List every line in the data below that contains the string "blue", copying each line in full. Treat case as significant, so only exact matches in letter case count.
======
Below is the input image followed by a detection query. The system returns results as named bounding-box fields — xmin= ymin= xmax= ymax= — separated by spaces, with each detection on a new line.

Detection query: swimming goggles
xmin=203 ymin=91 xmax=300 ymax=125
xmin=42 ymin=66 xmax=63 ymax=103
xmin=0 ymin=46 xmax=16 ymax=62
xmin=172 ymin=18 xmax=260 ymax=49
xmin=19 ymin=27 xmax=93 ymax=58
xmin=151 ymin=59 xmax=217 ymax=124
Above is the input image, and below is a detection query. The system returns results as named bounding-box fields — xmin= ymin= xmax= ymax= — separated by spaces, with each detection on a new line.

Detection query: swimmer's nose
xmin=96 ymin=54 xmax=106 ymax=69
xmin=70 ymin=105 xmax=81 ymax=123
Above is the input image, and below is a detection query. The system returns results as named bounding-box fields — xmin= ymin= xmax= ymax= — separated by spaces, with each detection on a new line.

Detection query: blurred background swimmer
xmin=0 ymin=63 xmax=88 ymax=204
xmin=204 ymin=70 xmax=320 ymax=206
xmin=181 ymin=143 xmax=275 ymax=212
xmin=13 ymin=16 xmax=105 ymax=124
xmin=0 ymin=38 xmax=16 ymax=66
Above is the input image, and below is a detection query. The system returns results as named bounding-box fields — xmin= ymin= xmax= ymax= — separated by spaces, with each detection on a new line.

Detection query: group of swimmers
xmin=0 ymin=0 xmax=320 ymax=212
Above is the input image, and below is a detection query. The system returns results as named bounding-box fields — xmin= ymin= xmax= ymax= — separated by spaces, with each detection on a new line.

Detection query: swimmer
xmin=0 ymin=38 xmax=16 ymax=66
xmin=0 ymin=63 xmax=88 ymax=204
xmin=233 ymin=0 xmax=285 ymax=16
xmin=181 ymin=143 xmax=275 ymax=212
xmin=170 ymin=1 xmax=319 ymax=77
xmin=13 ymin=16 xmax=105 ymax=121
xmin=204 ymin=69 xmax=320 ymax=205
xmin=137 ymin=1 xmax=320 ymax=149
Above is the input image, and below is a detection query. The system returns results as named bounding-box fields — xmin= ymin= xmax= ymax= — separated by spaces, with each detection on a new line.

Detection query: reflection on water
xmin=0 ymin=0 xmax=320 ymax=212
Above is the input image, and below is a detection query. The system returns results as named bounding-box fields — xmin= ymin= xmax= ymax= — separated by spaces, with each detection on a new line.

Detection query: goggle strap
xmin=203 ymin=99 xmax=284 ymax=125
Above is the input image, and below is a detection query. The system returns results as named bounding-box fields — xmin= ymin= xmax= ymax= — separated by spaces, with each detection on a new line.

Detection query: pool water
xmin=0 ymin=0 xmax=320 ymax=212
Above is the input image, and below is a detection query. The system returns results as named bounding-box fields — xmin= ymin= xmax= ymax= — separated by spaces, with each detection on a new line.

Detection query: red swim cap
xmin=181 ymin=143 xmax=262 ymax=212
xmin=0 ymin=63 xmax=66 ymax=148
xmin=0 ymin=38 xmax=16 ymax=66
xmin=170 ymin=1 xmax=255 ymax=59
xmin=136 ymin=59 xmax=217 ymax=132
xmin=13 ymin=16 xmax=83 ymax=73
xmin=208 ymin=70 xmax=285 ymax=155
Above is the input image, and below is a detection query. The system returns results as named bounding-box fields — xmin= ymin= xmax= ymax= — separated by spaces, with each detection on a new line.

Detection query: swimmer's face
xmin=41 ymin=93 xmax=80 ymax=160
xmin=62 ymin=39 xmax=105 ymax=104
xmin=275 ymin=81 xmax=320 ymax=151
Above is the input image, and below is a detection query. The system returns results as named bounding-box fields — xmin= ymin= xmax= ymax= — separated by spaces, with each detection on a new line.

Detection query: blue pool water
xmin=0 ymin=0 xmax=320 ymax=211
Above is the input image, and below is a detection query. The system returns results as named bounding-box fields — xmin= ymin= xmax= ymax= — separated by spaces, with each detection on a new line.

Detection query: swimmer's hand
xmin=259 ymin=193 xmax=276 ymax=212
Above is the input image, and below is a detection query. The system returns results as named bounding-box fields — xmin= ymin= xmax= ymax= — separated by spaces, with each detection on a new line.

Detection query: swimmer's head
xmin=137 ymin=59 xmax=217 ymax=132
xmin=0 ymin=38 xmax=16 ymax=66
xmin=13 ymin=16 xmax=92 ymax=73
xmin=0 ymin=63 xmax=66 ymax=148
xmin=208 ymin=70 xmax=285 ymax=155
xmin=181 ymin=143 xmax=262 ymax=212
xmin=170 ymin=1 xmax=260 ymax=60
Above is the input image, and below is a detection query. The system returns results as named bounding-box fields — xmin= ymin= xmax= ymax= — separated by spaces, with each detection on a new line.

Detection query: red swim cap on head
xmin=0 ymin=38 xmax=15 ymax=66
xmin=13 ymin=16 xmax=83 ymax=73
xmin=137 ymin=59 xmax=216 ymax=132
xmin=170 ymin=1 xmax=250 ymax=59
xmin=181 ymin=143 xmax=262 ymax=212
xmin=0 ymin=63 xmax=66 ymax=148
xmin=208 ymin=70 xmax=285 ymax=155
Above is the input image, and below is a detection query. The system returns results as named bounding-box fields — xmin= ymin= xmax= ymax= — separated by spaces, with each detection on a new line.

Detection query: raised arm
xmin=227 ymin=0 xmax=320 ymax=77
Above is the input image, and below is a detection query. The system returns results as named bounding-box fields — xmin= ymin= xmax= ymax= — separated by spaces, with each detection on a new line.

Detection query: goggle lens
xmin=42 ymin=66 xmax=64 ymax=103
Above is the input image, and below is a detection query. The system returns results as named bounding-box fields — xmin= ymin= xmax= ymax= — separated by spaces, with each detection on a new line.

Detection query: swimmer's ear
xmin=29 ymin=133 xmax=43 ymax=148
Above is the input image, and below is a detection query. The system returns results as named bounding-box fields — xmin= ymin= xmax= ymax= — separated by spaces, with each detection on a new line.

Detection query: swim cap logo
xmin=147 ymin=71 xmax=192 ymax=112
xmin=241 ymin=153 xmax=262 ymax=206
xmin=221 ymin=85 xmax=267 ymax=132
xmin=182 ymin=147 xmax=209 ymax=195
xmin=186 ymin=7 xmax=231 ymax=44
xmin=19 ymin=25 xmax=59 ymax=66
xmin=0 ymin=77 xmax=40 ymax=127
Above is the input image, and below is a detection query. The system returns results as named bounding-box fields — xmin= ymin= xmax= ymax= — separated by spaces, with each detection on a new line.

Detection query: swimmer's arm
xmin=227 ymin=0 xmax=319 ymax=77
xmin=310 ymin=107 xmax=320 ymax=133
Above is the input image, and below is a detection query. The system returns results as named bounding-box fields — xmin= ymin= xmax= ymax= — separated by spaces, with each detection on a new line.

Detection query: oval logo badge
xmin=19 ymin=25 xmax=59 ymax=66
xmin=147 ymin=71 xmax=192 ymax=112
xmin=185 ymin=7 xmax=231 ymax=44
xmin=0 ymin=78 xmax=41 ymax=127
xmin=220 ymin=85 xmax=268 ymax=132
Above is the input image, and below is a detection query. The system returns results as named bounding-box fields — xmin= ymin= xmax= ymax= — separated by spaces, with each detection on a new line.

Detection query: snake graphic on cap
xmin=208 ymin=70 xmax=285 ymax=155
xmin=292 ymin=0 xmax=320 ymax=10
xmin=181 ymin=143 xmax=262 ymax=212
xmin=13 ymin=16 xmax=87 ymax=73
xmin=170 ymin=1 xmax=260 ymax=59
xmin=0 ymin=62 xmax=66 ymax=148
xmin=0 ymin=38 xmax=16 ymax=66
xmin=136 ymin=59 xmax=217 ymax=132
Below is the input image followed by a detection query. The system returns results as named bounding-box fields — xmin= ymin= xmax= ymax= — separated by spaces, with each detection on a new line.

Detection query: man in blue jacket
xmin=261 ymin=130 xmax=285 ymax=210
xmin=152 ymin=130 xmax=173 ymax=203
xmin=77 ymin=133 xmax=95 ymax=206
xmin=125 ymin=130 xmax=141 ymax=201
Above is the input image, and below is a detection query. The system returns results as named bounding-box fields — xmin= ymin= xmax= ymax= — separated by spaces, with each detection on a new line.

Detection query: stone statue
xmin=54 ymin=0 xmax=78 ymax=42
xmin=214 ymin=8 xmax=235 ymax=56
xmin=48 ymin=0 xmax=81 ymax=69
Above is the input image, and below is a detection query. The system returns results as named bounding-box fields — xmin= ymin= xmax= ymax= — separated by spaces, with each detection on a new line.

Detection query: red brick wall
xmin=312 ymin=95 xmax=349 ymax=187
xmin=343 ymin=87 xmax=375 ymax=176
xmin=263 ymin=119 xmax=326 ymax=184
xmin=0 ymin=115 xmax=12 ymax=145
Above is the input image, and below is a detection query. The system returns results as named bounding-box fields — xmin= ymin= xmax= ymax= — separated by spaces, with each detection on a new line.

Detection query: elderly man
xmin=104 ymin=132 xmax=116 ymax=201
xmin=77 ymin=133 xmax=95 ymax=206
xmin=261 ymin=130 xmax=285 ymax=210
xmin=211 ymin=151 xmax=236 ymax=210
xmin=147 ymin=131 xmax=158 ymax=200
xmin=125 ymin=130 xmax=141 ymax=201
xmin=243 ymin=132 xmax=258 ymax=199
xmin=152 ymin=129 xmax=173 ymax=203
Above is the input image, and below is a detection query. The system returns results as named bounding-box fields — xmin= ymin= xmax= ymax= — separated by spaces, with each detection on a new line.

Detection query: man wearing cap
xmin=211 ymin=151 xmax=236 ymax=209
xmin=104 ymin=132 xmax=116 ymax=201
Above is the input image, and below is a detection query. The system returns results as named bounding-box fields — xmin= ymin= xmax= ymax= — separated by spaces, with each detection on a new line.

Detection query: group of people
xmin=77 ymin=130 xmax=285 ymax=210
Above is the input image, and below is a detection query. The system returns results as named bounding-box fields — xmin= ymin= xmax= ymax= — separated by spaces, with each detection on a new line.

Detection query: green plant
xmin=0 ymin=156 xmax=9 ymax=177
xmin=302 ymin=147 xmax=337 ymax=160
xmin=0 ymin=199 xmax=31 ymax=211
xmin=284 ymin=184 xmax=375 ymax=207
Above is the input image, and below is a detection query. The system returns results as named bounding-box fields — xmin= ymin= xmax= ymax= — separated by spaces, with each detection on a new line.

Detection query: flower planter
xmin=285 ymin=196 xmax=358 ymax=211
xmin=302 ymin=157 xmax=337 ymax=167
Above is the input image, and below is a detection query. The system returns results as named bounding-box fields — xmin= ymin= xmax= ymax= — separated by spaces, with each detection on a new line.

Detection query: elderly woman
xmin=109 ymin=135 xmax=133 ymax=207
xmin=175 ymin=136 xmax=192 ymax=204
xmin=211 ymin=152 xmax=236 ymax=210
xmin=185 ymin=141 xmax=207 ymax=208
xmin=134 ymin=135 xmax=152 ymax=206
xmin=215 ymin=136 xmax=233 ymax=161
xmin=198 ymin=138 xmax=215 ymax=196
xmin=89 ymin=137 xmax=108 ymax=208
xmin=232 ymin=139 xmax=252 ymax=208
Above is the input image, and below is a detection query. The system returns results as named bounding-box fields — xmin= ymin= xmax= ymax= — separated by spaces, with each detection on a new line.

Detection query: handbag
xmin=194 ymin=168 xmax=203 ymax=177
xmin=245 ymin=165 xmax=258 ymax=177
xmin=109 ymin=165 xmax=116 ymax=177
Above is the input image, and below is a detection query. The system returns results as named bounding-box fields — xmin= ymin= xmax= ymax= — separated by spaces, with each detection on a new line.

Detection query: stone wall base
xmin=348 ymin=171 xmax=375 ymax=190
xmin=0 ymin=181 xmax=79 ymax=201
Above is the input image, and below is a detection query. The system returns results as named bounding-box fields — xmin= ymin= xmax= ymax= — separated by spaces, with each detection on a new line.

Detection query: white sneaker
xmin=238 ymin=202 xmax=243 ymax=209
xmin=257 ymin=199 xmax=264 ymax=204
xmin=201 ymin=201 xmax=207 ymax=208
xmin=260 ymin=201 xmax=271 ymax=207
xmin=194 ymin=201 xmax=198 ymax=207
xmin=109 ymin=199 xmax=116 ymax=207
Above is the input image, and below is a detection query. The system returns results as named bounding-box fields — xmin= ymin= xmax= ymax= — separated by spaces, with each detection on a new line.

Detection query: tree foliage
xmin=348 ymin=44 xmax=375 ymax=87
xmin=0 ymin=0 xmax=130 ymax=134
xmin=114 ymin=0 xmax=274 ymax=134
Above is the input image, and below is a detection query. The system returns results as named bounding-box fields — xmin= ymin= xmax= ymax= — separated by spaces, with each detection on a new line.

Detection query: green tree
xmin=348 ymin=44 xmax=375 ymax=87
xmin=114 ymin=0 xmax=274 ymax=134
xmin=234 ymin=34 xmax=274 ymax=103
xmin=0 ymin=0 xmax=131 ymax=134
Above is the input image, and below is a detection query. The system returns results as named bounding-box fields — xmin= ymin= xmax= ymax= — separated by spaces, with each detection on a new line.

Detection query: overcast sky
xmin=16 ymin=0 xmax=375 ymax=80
======
Output of the task >>
Detection query: blue pool water
Detection query: man in blue jacket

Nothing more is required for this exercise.